Monday, October 25, 2010

Suffer..

God... I'm so suffer now.. Everyday also want me to face the painfulness. After my heart now turn to my neck.. So pain so pain.. Today my left neck sudden fell so pain. Now i feel my right neck also start pain.. Don't know because of what problem.. Just sitting on the chair my neck also will pain. Please don let me suffer anymore. My body already full of medicine, i don want to add more and more.. I don want the medicine will become my daily food. I want to stop it.. Please God please help me.. I wish tomorrow when i wake up, all the painful will go away from me.. May God bless me..

Saturday, October 23, 2010

quarrel quarrel.. always quarrel..!!

really feel stress when saw my parent argue.. don't know why stay together also like that now not everyday meet also will like that. sometimes look they happy I'll feel happy too. but sure got 1 day will quarrel. maybe this already is their hobbies. no quarrel will feel boring. C them quarrel I think the most angry one is me. saw likes that I really felt want to scold them. scold also no use, sure the problem will happen again, better don't want to care them. I hope it wont happen in my future life.

- [Natural-language object grounding data]:
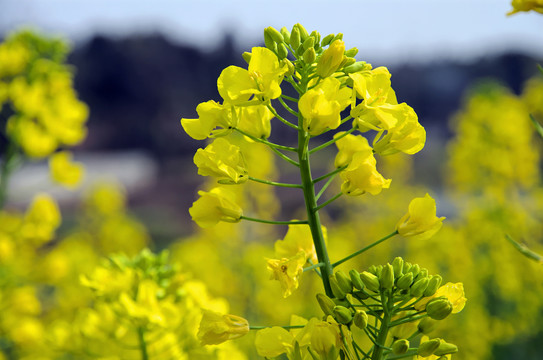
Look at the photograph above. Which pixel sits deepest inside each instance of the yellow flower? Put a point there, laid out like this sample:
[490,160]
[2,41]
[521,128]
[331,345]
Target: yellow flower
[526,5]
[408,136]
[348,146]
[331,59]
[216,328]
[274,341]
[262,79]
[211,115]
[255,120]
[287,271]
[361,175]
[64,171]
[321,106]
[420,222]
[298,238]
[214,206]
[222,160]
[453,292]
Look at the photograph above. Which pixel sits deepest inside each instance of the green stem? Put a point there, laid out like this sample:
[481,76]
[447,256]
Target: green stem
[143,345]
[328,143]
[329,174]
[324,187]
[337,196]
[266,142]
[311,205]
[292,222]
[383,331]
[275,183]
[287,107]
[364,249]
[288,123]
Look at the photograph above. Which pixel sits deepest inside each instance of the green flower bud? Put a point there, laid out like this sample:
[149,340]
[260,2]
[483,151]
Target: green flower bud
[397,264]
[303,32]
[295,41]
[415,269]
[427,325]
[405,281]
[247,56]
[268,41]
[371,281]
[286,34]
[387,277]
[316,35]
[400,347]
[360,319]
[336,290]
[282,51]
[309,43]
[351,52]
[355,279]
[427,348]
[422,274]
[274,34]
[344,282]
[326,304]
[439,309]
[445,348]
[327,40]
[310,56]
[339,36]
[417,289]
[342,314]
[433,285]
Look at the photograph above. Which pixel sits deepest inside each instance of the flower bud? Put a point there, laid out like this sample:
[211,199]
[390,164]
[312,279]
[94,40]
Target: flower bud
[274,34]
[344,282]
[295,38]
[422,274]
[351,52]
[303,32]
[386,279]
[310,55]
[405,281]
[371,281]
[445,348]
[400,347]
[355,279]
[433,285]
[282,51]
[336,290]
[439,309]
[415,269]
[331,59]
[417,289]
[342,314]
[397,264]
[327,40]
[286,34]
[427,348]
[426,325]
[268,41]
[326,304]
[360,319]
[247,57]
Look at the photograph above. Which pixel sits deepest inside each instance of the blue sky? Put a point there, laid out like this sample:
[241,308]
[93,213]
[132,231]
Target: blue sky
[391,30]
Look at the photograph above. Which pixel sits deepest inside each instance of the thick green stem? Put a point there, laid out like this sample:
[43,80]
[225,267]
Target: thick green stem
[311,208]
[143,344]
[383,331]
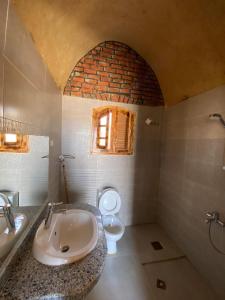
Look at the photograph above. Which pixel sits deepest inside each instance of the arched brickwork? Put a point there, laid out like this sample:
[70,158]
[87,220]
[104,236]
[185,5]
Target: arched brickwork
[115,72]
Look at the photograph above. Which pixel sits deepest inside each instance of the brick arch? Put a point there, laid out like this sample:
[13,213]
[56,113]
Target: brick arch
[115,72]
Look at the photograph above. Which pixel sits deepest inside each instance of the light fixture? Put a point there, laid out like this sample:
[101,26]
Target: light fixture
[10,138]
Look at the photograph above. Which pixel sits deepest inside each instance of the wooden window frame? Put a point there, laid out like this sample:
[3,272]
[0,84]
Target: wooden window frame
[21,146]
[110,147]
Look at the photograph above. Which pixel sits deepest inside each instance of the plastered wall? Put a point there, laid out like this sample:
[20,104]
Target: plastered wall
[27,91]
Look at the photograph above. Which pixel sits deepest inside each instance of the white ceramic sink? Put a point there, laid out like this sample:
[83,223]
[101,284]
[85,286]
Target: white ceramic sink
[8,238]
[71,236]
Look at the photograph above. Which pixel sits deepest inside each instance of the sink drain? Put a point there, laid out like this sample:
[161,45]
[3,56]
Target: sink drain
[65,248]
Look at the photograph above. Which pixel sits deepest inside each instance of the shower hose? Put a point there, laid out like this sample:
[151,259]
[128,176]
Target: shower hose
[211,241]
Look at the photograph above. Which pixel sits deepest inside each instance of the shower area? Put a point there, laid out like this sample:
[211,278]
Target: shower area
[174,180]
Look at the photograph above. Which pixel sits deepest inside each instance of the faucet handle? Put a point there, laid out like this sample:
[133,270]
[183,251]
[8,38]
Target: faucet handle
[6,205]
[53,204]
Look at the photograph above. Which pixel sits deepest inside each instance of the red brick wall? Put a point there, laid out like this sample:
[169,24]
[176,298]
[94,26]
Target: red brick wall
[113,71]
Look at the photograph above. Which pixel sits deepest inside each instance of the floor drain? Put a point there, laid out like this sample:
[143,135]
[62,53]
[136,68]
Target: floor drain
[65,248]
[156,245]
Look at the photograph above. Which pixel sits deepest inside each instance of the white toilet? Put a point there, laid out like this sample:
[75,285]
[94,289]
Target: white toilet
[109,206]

- [Task item A]:
Do these statements agree with the blog posts? Answer yes or no for each and quote the deciding words. (i) The writer's left neck started hurting on the day of the October 25 entry. (ii) The writer is willing to take more medicine. (iii) The writer says the parents never look happy.
- [Task item B]:
Please reproduce the stretch of the blog posts from "God... I'm so" through "God bless me..".
Nothing here depends on the rows.

- [Written reply A]:
(i) Yes: "Today my left neck sudden fell so pain."
(ii) No: "My body already full of medicine, i don want to add more and more.."
(iii) No: "sometimes look they happy I'll feel happy too."

- [Written reply B]:
God... I'm so suffer now.. Everyday also want me to face the painfulness. After my heart now turn to my neck.. So pain so pain.. Today my left neck sudden fell so pain. Now i feel my right neck also start pain.. Don't know because of what problem.. Just sitting on the chair my neck also will pain. Please don let me suffer anymore. My body already full of medicine, i don want to add more and more.. I don want the medicine will become my daily food. I want to stop it.. Please God please help me.. I wish tomorrow when i wake up, all the painful will go away from me.. May God bless me..